Written instruction
Starting with the line that contains "job: provide the outline of every instance of the ocean", write out each line through the end of the listing, unchanged. Output nothing else.

Records for this task
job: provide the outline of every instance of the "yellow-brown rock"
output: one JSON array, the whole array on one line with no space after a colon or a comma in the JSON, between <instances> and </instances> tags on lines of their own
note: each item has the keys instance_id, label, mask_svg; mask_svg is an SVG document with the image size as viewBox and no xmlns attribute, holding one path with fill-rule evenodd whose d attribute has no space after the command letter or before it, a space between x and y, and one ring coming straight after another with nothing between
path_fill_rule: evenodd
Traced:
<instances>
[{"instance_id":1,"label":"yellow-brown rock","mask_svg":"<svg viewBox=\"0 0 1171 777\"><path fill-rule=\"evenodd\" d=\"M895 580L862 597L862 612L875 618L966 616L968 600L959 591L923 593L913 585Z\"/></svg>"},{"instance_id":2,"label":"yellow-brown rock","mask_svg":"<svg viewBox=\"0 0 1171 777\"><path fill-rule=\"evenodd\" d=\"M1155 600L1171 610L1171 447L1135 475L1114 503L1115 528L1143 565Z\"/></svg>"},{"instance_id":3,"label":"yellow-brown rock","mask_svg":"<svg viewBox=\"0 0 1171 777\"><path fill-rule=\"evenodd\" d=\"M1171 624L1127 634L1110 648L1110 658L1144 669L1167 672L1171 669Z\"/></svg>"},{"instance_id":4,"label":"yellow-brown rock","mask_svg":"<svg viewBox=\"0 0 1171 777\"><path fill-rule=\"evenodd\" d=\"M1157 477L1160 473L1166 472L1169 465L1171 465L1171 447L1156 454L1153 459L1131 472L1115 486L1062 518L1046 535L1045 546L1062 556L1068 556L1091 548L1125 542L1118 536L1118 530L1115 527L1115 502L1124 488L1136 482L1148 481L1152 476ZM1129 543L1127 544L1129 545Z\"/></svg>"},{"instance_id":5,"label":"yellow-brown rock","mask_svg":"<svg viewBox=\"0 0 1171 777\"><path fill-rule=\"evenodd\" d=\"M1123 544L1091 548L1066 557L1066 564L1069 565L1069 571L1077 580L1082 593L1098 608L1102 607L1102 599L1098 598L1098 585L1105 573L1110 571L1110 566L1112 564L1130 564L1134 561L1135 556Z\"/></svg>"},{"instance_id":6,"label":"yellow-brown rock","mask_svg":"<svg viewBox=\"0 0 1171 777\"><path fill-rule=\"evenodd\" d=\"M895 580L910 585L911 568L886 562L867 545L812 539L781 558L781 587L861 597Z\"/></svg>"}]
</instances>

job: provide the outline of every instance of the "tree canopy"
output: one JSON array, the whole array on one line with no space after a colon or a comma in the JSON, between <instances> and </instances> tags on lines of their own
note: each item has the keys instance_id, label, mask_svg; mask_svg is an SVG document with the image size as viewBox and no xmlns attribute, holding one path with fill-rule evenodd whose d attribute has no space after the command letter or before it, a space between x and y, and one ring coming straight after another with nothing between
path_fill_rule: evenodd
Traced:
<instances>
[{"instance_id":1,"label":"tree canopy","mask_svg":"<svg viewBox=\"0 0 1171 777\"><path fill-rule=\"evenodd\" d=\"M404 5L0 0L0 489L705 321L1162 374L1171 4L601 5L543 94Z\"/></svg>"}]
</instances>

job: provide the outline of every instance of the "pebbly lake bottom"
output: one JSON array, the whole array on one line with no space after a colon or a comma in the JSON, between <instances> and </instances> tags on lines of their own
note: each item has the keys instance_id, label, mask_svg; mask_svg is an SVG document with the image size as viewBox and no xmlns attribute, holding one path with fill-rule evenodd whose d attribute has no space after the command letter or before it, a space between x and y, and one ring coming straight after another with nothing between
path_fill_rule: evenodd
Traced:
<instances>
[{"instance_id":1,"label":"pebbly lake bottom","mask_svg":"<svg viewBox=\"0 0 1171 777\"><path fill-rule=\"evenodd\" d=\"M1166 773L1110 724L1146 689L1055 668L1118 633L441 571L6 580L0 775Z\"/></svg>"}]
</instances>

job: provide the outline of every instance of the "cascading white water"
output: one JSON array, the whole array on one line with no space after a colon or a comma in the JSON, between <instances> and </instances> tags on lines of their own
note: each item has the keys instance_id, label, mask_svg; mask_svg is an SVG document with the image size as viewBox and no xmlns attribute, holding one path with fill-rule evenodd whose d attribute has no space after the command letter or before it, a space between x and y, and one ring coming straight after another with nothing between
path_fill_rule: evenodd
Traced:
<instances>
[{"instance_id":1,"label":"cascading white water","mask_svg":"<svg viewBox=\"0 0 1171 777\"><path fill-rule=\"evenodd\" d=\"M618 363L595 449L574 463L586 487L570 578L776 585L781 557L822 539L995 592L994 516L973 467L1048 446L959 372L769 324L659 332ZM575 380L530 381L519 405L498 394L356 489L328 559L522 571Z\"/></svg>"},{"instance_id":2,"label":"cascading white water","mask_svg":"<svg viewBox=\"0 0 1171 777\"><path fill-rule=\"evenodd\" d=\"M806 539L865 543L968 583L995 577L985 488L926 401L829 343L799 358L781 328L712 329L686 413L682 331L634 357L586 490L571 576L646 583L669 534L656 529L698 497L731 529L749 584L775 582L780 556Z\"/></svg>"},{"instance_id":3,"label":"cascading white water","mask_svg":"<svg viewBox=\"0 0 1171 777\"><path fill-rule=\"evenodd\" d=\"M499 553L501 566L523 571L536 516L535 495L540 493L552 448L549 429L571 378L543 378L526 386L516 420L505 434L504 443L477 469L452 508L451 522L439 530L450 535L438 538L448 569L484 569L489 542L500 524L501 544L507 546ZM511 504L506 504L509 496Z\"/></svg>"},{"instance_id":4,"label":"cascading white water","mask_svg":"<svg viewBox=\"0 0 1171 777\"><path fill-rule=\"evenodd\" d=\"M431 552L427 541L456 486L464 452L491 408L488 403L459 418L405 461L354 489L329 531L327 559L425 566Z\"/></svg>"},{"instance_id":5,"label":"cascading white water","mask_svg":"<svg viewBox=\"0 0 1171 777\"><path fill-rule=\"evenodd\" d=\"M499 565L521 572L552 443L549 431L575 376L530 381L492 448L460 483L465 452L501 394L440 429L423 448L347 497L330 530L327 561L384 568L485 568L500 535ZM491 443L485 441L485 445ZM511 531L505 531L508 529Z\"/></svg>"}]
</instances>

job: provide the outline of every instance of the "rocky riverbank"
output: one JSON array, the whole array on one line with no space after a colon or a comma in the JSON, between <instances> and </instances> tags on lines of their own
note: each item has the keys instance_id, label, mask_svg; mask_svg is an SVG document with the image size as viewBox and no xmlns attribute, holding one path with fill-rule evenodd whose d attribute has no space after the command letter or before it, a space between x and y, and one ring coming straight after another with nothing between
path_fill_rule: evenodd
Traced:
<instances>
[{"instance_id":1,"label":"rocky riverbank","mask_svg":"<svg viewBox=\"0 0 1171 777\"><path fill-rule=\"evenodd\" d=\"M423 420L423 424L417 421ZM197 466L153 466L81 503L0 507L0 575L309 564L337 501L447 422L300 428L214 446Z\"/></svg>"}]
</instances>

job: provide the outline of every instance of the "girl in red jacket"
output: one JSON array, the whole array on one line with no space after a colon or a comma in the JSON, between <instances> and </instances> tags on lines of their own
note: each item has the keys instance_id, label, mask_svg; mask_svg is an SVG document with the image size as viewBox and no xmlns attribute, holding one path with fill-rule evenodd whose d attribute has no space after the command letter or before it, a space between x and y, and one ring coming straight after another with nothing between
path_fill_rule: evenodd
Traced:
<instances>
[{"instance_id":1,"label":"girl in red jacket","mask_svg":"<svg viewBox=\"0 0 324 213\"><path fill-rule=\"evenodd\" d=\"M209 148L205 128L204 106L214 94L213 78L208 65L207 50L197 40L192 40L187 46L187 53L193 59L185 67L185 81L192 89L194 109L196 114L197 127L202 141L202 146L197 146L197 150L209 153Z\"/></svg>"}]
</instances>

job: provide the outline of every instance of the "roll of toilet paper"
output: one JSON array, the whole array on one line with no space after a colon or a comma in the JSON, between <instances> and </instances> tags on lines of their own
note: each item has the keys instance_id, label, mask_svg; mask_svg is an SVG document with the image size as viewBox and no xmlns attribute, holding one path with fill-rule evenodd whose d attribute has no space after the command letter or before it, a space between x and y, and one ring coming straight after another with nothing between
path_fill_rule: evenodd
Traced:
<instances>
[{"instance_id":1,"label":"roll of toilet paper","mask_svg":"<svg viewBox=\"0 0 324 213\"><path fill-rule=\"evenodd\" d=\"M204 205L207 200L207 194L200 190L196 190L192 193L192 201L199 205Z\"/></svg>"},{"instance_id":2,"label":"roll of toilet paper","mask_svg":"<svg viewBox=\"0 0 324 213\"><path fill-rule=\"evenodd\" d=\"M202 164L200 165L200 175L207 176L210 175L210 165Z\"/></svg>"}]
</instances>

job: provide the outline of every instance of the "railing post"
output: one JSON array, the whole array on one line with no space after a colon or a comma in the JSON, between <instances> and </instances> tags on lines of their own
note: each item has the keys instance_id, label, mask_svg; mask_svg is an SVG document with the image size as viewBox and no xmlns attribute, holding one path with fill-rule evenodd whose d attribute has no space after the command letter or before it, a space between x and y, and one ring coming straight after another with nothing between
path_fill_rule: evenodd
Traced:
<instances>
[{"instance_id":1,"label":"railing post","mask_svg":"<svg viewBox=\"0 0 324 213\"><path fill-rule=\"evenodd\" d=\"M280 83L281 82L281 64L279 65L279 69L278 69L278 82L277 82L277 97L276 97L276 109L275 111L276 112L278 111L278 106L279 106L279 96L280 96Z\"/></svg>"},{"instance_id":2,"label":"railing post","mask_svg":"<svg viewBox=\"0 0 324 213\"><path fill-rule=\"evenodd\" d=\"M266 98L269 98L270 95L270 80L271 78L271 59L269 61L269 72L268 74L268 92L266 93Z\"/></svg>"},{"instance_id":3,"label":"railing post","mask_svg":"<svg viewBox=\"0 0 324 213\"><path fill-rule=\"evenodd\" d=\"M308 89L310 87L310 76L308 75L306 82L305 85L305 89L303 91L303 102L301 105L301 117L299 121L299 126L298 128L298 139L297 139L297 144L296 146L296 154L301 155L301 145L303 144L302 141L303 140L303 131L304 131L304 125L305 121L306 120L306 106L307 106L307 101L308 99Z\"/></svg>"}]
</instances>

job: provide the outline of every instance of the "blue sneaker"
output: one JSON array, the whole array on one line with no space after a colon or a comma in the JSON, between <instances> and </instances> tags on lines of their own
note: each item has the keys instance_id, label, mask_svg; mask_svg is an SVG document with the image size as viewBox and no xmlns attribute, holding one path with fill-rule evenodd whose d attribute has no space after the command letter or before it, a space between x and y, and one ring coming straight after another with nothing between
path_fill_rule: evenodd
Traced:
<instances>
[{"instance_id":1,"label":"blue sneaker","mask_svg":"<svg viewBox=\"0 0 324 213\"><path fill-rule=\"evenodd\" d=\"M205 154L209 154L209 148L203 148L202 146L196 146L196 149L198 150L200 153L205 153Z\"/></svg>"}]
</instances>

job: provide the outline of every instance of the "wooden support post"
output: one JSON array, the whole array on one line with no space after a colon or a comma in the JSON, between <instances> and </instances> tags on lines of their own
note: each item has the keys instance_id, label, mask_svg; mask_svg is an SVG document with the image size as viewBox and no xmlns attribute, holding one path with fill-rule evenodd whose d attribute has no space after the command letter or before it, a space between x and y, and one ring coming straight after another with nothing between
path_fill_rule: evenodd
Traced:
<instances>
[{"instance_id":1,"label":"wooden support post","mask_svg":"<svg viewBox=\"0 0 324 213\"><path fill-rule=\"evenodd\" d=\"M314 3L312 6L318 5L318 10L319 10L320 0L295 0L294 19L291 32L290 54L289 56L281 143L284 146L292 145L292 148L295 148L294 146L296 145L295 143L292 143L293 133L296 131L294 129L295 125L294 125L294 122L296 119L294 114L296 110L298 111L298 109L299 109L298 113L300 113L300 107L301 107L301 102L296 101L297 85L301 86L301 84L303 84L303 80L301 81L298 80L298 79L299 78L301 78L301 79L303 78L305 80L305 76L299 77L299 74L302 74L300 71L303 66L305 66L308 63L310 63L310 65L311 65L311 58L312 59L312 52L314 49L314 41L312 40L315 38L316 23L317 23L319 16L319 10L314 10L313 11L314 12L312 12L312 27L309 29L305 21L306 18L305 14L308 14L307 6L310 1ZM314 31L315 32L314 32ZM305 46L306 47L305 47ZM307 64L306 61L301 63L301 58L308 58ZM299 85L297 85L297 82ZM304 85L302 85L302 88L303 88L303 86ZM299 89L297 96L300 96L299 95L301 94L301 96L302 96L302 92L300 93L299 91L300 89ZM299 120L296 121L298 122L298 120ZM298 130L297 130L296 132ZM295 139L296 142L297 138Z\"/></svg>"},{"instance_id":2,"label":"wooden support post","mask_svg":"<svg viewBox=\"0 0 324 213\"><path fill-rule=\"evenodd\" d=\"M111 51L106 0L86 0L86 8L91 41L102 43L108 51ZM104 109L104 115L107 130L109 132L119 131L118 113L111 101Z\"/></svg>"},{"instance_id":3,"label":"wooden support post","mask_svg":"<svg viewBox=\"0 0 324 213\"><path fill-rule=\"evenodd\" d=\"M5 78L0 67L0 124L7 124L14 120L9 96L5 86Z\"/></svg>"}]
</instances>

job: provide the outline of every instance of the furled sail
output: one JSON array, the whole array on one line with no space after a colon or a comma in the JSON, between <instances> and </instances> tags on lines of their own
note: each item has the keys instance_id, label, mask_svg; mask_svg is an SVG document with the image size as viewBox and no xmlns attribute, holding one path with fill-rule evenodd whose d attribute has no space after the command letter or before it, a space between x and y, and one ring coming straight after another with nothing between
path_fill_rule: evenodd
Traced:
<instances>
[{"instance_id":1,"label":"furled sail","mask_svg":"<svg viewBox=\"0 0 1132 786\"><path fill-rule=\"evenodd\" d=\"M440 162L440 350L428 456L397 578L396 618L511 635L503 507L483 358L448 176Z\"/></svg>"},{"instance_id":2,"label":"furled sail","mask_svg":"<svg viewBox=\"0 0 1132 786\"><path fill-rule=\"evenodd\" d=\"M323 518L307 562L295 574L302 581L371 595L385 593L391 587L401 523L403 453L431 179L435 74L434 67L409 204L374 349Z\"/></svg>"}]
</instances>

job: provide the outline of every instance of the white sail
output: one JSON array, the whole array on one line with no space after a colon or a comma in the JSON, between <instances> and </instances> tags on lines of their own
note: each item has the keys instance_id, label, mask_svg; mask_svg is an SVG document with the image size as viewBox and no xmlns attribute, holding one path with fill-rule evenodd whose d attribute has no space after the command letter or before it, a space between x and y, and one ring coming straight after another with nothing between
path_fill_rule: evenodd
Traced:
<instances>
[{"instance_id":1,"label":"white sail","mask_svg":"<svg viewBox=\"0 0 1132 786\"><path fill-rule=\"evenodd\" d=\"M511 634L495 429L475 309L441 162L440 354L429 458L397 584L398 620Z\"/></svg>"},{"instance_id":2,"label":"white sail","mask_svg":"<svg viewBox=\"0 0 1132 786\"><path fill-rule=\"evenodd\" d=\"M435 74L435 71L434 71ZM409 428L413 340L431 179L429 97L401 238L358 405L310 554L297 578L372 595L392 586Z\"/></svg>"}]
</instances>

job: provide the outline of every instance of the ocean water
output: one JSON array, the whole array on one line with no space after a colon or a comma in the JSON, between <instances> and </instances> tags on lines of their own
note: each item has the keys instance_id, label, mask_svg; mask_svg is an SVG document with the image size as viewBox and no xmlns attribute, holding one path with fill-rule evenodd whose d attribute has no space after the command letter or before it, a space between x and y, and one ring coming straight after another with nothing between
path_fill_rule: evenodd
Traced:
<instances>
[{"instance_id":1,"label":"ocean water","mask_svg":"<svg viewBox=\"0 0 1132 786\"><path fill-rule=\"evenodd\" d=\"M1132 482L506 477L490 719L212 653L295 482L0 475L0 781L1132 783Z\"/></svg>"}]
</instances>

The response
job: provide the outline of every instance of the ocean water
output: one JSON array, the whole array on one line with no space after a colon or a comma in the JSON, between <instances> and </instances> tags on lines of their own
note: each item has the keys instance_id, label, mask_svg; mask_svg is an SVG document with the image size as viewBox and no xmlns attribute, holding one path with fill-rule evenodd whose d attribute has no space after the command letter or before it, a space between x and y, and one ring coming straight after another with nothing between
path_fill_rule: evenodd
Traced:
<instances>
[{"instance_id":1,"label":"ocean water","mask_svg":"<svg viewBox=\"0 0 1132 786\"><path fill-rule=\"evenodd\" d=\"M1132 482L506 477L490 719L212 653L295 482L0 475L0 781L1132 783Z\"/></svg>"}]
</instances>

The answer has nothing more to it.